**Exercise details**
Please tally the lines in the data below that include the string "example", and reply with only the total.

* * * * *

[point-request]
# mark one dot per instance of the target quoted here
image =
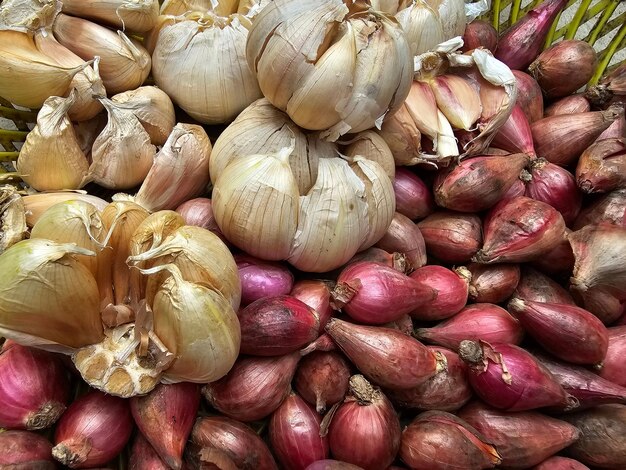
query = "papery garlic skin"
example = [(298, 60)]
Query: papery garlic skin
[(329, 67), (48, 299), (137, 16), (122, 154), (12, 217), (199, 61), (180, 170), (51, 157)]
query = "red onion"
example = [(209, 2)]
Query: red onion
[(485, 322), (365, 430), (34, 387), (316, 294), (569, 105), (523, 439), (328, 464), (609, 208), (566, 331), (199, 212), (322, 379), (515, 135), (477, 183), (323, 343), (413, 197), (601, 442), (23, 450), (520, 230), (480, 33), (375, 294), (451, 289), (294, 433), (538, 287), (529, 96), (600, 253), (260, 279), (244, 447), (447, 390), (275, 326), (602, 166), (557, 261), (165, 417), (93, 430), (144, 457), (614, 367), (438, 440), (452, 237), (385, 356), (564, 67), (509, 378), (403, 236), (588, 388), (519, 45), (560, 463), (561, 139), (556, 186), (253, 388), (492, 283)]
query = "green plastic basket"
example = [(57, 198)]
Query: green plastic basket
[(601, 23)]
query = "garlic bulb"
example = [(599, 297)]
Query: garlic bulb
[(47, 297), (335, 68), (28, 76), (199, 327), (12, 217), (199, 61), (137, 16), (51, 157), (122, 154), (153, 108), (124, 62), (87, 82), (180, 171), (282, 194)]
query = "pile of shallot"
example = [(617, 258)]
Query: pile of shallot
[(486, 328)]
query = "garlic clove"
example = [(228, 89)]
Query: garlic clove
[(333, 219), (153, 108), (51, 157), (39, 76), (122, 154), (12, 217), (255, 202), (54, 282), (138, 16), (180, 171), (124, 62)]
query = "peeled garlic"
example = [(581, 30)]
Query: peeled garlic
[(335, 68), (199, 327), (124, 62), (422, 26), (47, 297), (137, 16), (199, 61), (202, 258), (51, 157), (250, 189), (180, 171), (12, 217), (122, 154), (28, 76), (153, 108), (87, 82), (74, 222)]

* * * * *

**Your response**
7